Copy the listing below verbatim, line for line.

» **Stored data**
———

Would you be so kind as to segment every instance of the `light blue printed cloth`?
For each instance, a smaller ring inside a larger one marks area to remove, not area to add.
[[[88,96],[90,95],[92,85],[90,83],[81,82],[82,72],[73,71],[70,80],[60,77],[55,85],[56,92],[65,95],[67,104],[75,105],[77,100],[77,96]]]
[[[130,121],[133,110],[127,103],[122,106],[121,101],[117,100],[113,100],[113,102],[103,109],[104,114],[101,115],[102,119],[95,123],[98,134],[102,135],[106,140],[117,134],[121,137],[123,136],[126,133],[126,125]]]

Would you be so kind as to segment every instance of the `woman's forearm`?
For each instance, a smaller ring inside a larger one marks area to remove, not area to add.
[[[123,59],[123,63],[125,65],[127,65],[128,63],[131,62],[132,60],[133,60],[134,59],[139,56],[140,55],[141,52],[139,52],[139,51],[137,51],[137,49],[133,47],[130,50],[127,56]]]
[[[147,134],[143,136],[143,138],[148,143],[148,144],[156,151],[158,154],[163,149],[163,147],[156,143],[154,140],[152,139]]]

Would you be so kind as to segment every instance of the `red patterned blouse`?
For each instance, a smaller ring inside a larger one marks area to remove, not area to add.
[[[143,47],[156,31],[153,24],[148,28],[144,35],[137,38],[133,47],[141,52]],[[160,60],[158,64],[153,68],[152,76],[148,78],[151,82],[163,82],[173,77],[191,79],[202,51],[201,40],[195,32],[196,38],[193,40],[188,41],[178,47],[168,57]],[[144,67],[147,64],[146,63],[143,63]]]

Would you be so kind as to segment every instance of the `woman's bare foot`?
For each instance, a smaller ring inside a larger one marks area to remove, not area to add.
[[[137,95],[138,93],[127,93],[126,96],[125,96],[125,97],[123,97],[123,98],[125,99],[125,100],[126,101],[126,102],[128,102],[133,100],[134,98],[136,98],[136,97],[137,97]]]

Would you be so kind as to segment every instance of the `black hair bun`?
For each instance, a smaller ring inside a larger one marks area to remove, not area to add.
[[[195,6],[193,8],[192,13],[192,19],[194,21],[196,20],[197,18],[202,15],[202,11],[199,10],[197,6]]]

———

» **Response to this task**
Would you be so kind as to segment every instance of the `light blue printed cloth`?
For each instance, a smaller ring inside a larger one marks area to remove, not area to add.
[[[88,96],[90,95],[92,85],[90,83],[81,82],[82,72],[73,71],[70,80],[60,77],[55,85],[56,92],[65,95],[67,104],[75,105],[77,100],[77,96]]]
[[[130,121],[133,110],[127,103],[122,106],[121,101],[117,100],[113,100],[113,102],[103,109],[104,114],[101,115],[102,119],[95,123],[98,134],[102,135],[106,140],[117,134],[121,137],[123,136],[126,133],[126,125]]]

Would you be so kind as to segment every instance of the `woman's forearm`?
For each instance, a smaller ring inside a larger one marks area to remove, not area to add.
[[[123,59],[123,63],[125,65],[127,65],[128,63],[131,62],[132,60],[133,60],[134,59],[139,56],[140,55],[141,52],[139,52],[139,51],[137,51],[137,49],[133,47],[130,50],[127,56]]]
[[[147,134],[143,136],[143,138],[148,143],[148,144],[156,151],[158,154],[163,149],[163,147],[156,143],[154,140],[152,139]]]

Would you be so kind as to segment every instance of the `red patterned blouse`?
For each instance, a smaller ring inside a larger one marks area to remove, not area to add.
[[[143,47],[156,31],[153,24],[148,28],[144,35],[137,38],[133,47],[141,52]],[[160,60],[158,64],[153,68],[152,76],[148,78],[151,82],[163,82],[173,77],[191,79],[202,51],[201,40],[195,32],[196,38],[193,40],[188,41],[178,47],[168,57]],[[144,67],[147,64],[146,63],[143,63]]]

Would you be so kind as to segment every instance of the `woman's bare foot`?
For each instance, a smaller ring inside a larger one marks area to remove, not area to add.
[[[137,95],[138,93],[127,93],[126,96],[125,96],[125,97],[123,97],[123,98],[125,99],[125,100],[126,101],[126,102],[128,102],[133,100],[134,98],[136,98],[136,97],[137,97]]]

Would you be so kind as to segment every instance of the `black hair bun`?
For each instance, a smaller ring inside a larger one marks area to remove, not area to add.
[[[195,6],[193,8],[192,13],[192,19],[194,21],[196,20],[197,18],[202,15],[202,11],[199,10],[197,6]]]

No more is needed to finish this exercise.